+++ INFORMATION SUPPLIED
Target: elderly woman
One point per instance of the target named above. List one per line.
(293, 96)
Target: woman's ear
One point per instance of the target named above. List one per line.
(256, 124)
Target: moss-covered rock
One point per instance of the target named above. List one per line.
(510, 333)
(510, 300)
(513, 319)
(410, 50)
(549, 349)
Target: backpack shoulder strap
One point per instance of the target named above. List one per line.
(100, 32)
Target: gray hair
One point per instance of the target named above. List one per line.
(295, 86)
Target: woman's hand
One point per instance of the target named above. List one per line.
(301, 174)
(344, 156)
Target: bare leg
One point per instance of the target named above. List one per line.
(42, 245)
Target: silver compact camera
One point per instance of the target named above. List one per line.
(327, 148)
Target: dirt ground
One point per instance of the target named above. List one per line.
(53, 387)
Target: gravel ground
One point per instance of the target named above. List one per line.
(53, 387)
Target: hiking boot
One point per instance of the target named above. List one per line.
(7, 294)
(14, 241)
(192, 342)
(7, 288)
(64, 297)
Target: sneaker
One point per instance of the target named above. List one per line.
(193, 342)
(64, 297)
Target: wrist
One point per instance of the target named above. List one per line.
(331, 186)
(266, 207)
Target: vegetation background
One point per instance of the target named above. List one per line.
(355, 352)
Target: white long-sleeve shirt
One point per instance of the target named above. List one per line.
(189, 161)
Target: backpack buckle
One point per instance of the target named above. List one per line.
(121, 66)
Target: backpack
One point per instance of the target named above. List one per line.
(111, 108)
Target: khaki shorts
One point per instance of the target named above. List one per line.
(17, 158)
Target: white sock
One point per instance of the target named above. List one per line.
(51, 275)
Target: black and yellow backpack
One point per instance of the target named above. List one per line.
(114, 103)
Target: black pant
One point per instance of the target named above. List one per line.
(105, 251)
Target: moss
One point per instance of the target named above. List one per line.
++++++
§ **TASK PROMPT**
Repeat each entry exactly as it was given.

§ **WRITTEN ANSWER**
Target: elderly woman
One point per instance of the target named above. List one per line.
(293, 96)
Target: woman's ear
One point per instance of the target named above. List one per line.
(256, 124)
Target: moss-covered rock
One point per instance of the target named above. List one per line.
(510, 333)
(510, 300)
(513, 319)
(410, 50)
(549, 349)
Target: backpack shoulder strap
One point per instance of the target named above. List one per line.
(100, 32)
Target: gray hair
One point per instance of the target named above. List one per line.
(295, 86)
Target: woman's hand
One point per instance of the target named above. List one per line.
(301, 174)
(344, 156)
Target: bare leg
One point per instance of the target named above. List one per line.
(42, 245)
Target: silver compact camera
One point per instance of the target named above. List one per line.
(327, 148)
Target: dirt ground
One point per instance of the target named above. List one per line.
(53, 387)
Target: gravel ground
One point per instance of the target named above. List one per line.
(53, 387)
Target: hiking boot
One point per instance of the target named above. List one per line.
(7, 294)
(14, 241)
(192, 342)
(7, 288)
(64, 297)
Target: sneaker
One point per instance of the target named above. List one per line.
(193, 342)
(64, 297)
Target: wrist
One point per instance of the target named above. List one per line.
(331, 186)
(266, 207)
Target: vegetation background
One point per instance of the target named above. List one per line.
(355, 352)
Target: white long-sleeve shirt
One point per instance of the target named above. List one per line.
(189, 161)
Target: backpack buckle
One point per instance of the target named above. List one per line.
(121, 66)
Target: backpack
One point per instance of the target named above. List one per line.
(111, 108)
Target: khaki shorts
One point per instance of the target named above. List one per line.
(17, 158)
Target: white sock
One point per instance of the target named above. List one per line.
(51, 275)
Target: black and yellow backpack
One point per instance of the target named above. List one per line.
(114, 103)
Target: black pant
One point per instance of the target named above. List one per line.
(105, 251)
Target: moss
One point per instance of the target named above. List one per line.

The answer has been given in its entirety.